## REQUIREMENTS
Copy the rows below word for word, from the very first line through the line that contains "[(425, 180)]", with both ends included. Leave the pictures out of your copy.

Position identification records:
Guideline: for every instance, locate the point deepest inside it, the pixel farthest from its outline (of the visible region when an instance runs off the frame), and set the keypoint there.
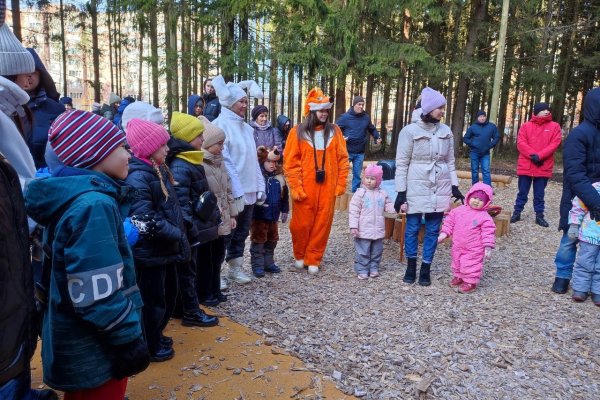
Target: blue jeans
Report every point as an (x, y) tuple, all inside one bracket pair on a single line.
[(565, 256), (586, 275), (539, 187), (356, 159), (433, 221), (19, 388), (235, 247), (483, 160)]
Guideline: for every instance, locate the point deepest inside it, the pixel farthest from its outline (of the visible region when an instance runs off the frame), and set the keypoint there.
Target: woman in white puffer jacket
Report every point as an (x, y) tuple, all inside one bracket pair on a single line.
[(425, 180)]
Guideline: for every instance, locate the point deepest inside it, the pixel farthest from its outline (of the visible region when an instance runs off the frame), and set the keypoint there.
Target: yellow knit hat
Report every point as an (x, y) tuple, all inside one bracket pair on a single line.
[(185, 127)]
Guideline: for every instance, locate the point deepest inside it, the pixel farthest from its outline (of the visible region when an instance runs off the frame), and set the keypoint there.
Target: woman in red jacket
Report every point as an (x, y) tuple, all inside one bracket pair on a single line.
[(537, 141)]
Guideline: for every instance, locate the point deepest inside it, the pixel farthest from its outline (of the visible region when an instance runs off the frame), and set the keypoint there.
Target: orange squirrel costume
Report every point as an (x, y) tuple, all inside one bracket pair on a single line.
[(312, 202)]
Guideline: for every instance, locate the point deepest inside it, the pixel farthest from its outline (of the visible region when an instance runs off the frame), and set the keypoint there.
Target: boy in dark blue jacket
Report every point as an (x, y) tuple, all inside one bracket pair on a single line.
[(91, 334), (264, 232), (481, 137)]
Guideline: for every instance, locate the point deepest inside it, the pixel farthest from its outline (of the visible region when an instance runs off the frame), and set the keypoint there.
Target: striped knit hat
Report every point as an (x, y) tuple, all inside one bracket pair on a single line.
[(82, 139)]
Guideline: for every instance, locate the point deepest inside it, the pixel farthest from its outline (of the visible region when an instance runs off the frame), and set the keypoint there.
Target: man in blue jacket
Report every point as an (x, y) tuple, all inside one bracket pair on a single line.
[(481, 137), (356, 126), (581, 163)]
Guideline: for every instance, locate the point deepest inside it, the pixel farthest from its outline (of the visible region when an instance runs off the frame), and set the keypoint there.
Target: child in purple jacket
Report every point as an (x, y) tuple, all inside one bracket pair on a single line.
[(367, 223), (473, 237)]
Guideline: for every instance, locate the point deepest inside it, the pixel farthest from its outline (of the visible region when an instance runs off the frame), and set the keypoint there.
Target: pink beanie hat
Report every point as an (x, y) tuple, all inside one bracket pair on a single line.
[(145, 137), (375, 171), (430, 100)]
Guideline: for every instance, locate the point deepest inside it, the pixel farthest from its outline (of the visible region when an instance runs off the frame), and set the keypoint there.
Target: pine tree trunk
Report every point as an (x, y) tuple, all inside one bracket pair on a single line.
[(290, 105), (458, 116), (63, 47), (565, 61), (95, 50), (154, 54)]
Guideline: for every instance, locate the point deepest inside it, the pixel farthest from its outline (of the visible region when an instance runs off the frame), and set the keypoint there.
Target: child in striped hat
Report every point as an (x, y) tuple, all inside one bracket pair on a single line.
[(92, 299)]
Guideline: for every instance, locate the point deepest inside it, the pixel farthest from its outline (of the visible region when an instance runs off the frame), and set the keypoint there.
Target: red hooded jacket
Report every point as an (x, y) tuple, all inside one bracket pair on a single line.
[(541, 136)]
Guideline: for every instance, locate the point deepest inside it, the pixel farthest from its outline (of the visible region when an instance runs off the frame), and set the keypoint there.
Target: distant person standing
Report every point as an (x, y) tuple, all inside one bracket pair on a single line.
[(537, 141), (67, 102), (212, 106), (581, 163), (481, 137), (356, 127)]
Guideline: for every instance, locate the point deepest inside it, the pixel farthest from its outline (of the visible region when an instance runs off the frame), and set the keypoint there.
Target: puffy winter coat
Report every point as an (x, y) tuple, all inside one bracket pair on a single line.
[(190, 182), (220, 184), (366, 212), (581, 159), (212, 107), (45, 107), (539, 136), (281, 121), (239, 154), (481, 138), (94, 301), (277, 201), (425, 166), (17, 308), (356, 128), (471, 228), (589, 230), (267, 135), (169, 244)]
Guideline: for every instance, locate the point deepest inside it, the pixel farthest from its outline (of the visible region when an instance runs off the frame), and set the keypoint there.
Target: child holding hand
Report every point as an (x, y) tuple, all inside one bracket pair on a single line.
[(473, 237), (586, 271), (367, 223)]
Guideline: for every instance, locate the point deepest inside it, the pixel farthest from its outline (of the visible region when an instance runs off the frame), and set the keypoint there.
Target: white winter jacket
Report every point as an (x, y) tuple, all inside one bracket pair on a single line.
[(425, 166)]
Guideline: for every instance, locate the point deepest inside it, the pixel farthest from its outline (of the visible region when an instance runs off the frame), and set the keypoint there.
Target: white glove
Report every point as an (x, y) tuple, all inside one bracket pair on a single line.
[(573, 231), (260, 198), (12, 98), (239, 203)]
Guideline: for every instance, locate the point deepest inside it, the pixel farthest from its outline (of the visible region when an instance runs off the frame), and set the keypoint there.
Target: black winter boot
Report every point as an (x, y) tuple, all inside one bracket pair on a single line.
[(560, 285), (424, 277), (411, 270), (257, 259), (515, 217), (539, 219)]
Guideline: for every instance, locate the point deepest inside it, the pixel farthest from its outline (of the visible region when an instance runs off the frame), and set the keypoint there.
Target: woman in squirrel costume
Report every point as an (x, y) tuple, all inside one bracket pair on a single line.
[(316, 169)]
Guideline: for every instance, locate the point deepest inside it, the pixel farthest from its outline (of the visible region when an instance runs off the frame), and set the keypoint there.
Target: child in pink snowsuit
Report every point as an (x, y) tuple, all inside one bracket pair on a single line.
[(367, 223), (473, 237)]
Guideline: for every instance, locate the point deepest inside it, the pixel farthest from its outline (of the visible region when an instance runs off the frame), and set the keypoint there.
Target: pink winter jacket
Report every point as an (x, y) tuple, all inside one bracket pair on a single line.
[(469, 228), (366, 212)]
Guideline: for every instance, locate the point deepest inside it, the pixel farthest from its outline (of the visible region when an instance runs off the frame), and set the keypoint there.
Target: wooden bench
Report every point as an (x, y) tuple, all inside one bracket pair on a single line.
[(499, 180), (395, 228)]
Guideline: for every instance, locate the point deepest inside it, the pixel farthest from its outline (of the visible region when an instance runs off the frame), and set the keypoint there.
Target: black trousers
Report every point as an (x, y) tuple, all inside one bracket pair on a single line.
[(208, 268), (158, 288)]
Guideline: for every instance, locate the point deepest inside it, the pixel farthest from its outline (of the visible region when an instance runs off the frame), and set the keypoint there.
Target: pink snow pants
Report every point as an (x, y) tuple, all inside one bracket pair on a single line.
[(467, 263)]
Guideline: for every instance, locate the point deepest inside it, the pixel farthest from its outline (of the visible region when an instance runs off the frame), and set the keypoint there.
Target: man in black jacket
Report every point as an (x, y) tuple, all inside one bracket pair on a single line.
[(212, 107), (581, 160)]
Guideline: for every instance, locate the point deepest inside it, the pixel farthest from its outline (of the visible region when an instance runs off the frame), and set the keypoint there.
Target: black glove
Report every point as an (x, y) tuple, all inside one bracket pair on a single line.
[(595, 215), (145, 224), (457, 195), (400, 199), (536, 160), (130, 358)]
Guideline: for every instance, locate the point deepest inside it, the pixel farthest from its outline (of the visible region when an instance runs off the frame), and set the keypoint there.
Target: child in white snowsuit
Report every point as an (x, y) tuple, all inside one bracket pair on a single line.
[(586, 271), (367, 223), (473, 237)]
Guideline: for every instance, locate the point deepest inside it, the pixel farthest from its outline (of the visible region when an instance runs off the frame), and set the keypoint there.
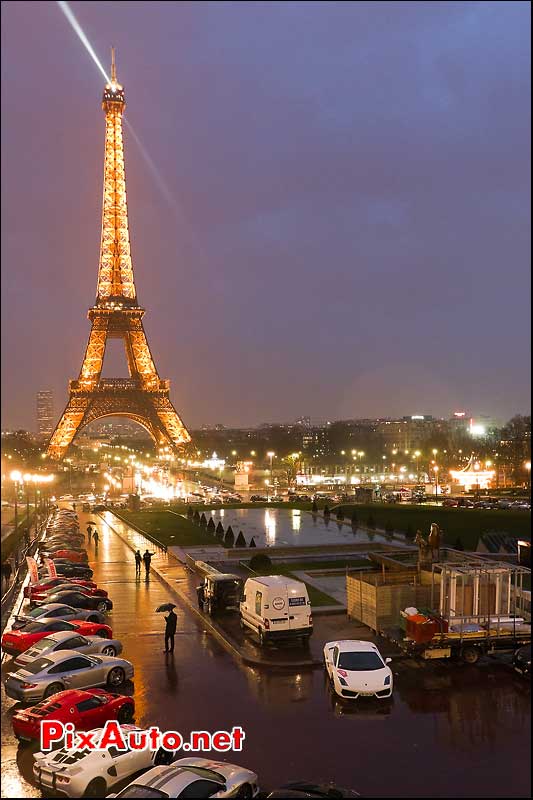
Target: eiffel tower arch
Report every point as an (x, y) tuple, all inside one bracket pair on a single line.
[(143, 397)]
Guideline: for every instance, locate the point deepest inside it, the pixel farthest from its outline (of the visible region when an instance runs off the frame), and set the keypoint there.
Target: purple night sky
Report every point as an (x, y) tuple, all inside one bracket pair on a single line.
[(348, 232)]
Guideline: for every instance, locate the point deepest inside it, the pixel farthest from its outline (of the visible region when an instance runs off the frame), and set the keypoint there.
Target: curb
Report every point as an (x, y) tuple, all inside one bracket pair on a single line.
[(215, 629)]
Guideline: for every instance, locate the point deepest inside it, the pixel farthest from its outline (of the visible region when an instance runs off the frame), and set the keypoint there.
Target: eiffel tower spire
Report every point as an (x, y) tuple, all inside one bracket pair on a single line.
[(143, 397)]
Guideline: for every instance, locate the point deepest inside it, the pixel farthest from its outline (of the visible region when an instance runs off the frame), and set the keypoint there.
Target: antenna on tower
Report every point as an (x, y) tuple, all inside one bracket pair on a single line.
[(113, 66)]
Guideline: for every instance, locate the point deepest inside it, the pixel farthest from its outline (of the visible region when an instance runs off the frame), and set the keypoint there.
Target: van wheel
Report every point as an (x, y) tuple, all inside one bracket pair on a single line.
[(470, 655)]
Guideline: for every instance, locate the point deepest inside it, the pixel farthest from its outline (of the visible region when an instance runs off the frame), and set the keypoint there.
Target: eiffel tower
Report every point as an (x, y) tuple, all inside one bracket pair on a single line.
[(143, 397)]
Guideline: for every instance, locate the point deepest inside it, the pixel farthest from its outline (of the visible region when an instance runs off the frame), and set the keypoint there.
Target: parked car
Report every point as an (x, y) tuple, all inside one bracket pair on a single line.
[(15, 642), (51, 583), (276, 607), (69, 640), (522, 660), (78, 600), (66, 669), (84, 708), (303, 789), (194, 777), (55, 611), (91, 773), (356, 669)]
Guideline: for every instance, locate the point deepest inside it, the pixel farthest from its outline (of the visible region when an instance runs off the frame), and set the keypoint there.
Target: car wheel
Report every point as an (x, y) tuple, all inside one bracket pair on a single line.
[(54, 688), (116, 677), (163, 758), (470, 655), (96, 788), (125, 713)]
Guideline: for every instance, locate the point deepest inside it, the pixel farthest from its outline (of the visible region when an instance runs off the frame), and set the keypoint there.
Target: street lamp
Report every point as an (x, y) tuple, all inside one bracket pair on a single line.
[(16, 477)]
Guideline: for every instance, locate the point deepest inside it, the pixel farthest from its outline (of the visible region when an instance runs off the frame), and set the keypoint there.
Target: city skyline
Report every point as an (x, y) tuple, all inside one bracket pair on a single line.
[(249, 278)]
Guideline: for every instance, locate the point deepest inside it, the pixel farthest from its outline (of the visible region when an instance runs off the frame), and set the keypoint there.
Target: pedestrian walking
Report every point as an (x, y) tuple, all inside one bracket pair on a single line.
[(147, 558), (170, 631)]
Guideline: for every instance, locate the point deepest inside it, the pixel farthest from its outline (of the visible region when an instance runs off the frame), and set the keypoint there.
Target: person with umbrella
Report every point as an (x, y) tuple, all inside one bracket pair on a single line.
[(147, 558), (170, 626)]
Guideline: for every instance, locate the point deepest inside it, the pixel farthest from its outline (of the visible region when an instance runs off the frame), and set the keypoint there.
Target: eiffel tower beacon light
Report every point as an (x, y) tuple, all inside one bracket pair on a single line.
[(143, 397)]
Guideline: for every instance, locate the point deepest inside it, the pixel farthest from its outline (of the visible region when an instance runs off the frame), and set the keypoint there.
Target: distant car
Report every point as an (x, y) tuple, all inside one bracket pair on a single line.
[(356, 669), (78, 600), (66, 586), (51, 583), (66, 669), (92, 773), (55, 611), (522, 660), (16, 642), (194, 777), (84, 708), (303, 789)]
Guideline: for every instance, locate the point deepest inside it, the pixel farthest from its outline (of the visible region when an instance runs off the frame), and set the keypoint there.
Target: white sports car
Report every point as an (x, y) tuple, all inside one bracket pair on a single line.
[(357, 669), (193, 777), (92, 773)]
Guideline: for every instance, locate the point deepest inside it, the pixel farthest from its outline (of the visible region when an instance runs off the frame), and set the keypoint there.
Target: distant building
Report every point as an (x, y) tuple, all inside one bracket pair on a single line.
[(45, 413)]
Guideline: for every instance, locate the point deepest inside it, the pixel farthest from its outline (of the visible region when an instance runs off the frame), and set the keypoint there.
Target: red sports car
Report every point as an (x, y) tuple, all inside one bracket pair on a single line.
[(86, 709), (15, 642), (42, 594), (51, 583)]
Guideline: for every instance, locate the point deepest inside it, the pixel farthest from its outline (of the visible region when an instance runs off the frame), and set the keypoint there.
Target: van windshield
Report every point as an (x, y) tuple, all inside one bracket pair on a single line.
[(360, 662)]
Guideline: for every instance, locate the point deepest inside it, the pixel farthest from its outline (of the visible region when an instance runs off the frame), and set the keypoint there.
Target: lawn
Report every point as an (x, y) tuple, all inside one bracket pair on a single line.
[(168, 528), (466, 525)]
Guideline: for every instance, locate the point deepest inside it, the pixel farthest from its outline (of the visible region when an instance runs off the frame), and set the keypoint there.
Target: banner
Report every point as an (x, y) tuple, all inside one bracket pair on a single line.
[(51, 567), (32, 569)]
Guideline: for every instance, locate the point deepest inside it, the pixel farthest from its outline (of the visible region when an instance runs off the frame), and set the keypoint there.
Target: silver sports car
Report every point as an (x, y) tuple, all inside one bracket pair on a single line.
[(66, 669), (68, 640), (57, 611)]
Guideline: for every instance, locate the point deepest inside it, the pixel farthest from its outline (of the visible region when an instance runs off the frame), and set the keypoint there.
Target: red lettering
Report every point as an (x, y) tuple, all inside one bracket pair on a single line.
[(112, 735), (221, 741), (200, 740), (238, 738), (172, 740), (51, 732)]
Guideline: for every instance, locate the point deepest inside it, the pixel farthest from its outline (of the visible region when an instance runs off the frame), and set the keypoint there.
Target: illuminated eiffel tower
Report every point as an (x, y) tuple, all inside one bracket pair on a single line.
[(142, 397)]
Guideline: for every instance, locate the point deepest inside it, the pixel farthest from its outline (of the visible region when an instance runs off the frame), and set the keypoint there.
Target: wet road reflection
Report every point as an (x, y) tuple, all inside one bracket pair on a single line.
[(450, 730)]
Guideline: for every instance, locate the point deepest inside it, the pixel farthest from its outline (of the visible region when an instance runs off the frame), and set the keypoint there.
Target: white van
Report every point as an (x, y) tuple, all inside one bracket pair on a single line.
[(276, 607)]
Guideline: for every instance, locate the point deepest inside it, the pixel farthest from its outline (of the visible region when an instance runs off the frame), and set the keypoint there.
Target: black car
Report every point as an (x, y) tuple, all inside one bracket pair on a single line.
[(78, 600), (522, 660), (303, 789)]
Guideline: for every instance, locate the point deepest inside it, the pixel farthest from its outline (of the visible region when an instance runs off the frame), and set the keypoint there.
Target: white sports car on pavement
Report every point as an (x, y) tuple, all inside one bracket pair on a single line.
[(193, 777), (357, 669), (92, 773)]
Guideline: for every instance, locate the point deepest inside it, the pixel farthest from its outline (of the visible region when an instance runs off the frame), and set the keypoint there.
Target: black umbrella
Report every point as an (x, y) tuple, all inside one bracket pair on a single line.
[(166, 607)]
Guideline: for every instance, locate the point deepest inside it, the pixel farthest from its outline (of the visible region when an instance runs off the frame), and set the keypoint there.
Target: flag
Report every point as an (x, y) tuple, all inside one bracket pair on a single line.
[(32, 569), (51, 567)]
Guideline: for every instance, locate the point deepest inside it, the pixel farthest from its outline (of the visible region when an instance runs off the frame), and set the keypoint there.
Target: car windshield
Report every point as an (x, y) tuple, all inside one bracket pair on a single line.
[(38, 665), (360, 662), (141, 791)]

## ANSWER TO THIS EXERCISE
Guideline: for every instance, locate the point deepest inside it, the pixel farthest from its outline (of the visible region when an instance runs off the frame), and set the keypoint there.
Target: blue jeans
Report every point as an (x, y) tuple, all inside one bracket pair on a single line.
[(565, 256), (586, 275), (539, 187), (356, 159), (433, 221), (19, 388), (235, 247), (483, 160)]
Guideline: for every instance, locate the point deepest inside it, the pixel farthest from its outline (of the visible region when an instance runs off the frame), and set the keypoint there.
Target: woman in white puffer jacket
Report every point as an (x, y) tuple, all inside one bracket pair on a single line.
[(425, 180)]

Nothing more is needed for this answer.